▶ DOCUMENTO DI ORIGINE
══════

Il contributo riflette sugli approdi raggiunti da dottrina e giurisprudenza circa i criteri di valutazione del carattere inumano o degradante riservato al trattamento carcerario, in violazione dell’art. 3 Cedu. Dopo avere indagato i profili più problematici, quali quelli connessi al calcolo dello spazio vitale intramurario riconosciuto al detenuto e alla presenza del cd. bagno “a vista”, l’Autore svolge alcune osservazioni critiche circa la mancanza di sicuri “indici indicativi di disumanità” cui fare riferimento, capaci di guidare l’opera dell’interprete.

How much humanity is there in three square meters? Interpretative addresses about the criteria for calculating the intramural living space and the problem of the bathroom

The essay reflects on the results achieved by doctrine and jurisprudence about the criteria for evaluating the inhuman or degrading character reserved for the prison treatment, in violation of Article 3 ECHR. The Author also investigates the most problematic profiles, such as those related to the calculation of the intramural living space for each prisoner and the presence of the bathroom so-called “on sight”, and, at the end, she also makes some critical remarks about the lack of some fixed “indicative indices of inhumanity”, which could represent a guide for the judge’s work.

══════

▶ ESTRATTO DEL DATASET
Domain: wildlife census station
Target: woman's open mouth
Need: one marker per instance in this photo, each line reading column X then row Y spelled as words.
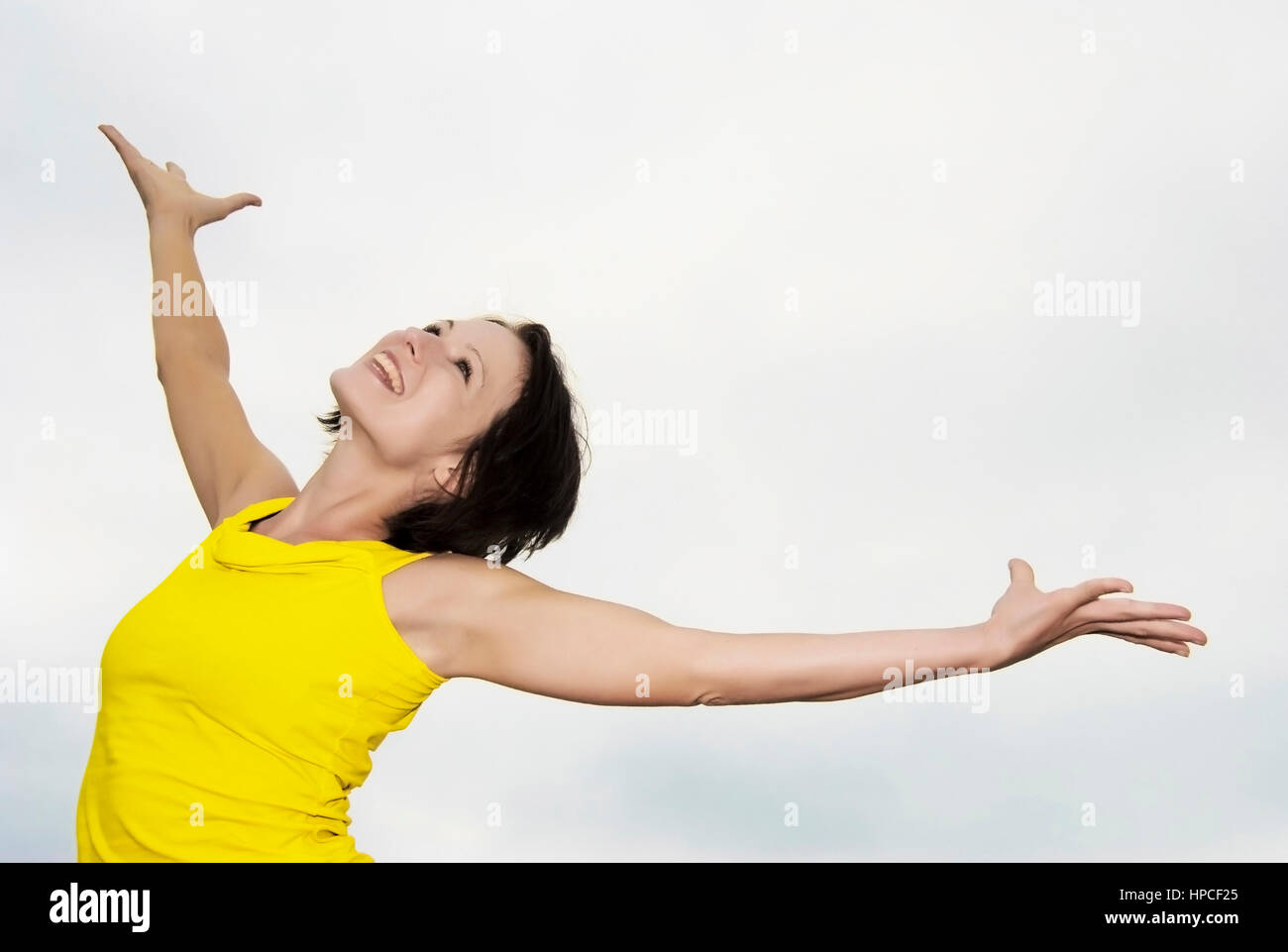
column 382, row 366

══════

▶ CONSEGNA A
Secondo il documento di origine sul trattamento carcerario, quale articolo della Cedu viene violato da un trattamento inumano o degradante?
▶ CONSEGNA B
Ripeti fedelmente il tratto del documento di origine che va da "How much humanity" fino a "the judge’s work.".

▶ RISULTATO DELL'ESERCIZIO A
L'art. 3 Cedu.

▶ RISULTATO DELL'ESERCIZIO B
How much humanity is there in three square meters? Interpretative addresses about the criteria for calculating the intramural living space and the problem of the bathroom

The essay reflects on the results achieved by doctrine and jurisprudence about the criteria for evaluating the inhuman or degrading character reserved for the prison treatment, in violation of Article 3 ECHR. The Author also investigates the most problematic profiles, such as those related to the calculation of the intramural living space for each prisoner and the presence of the bathroom so-called “on sight”, and, at the end, she also makes some critical remarks about the lack of some fixed “indicative indices of inhumanity”, which could represent a guide for the judge’s work.